* **What needs to be done**
Find each line in the data below that contains the word "canopy" and copy those lines out, treating uppercase and lowercase letters as different.

* **Supplied information**
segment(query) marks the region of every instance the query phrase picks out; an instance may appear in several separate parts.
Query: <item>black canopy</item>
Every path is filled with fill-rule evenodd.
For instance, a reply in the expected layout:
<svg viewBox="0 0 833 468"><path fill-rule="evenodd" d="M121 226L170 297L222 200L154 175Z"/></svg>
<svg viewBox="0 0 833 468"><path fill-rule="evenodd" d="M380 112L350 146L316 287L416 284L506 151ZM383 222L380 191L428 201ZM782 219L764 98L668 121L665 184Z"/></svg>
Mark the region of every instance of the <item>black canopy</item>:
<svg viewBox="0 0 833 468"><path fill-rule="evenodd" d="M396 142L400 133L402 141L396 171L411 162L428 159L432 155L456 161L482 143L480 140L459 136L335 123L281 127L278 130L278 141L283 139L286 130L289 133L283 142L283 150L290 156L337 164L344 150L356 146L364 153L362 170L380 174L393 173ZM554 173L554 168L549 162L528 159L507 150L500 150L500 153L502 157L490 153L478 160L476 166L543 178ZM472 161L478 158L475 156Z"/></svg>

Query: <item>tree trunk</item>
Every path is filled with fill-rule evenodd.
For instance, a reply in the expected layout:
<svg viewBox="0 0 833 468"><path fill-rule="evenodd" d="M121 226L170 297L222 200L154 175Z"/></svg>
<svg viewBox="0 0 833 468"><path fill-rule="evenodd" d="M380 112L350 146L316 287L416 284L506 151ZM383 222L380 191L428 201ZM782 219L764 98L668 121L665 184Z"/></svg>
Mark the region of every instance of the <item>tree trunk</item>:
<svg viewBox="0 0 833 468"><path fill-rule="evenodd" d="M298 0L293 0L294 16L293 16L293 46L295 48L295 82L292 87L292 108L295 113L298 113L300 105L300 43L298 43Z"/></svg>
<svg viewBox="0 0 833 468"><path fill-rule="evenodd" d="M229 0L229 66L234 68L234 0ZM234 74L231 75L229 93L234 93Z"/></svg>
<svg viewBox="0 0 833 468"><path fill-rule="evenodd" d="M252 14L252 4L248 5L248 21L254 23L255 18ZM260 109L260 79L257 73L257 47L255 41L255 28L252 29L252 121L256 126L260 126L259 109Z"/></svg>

* **Correct answer**
Query: <item>black canopy</item>
Mark the region of every instance of the <item>black canopy</item>:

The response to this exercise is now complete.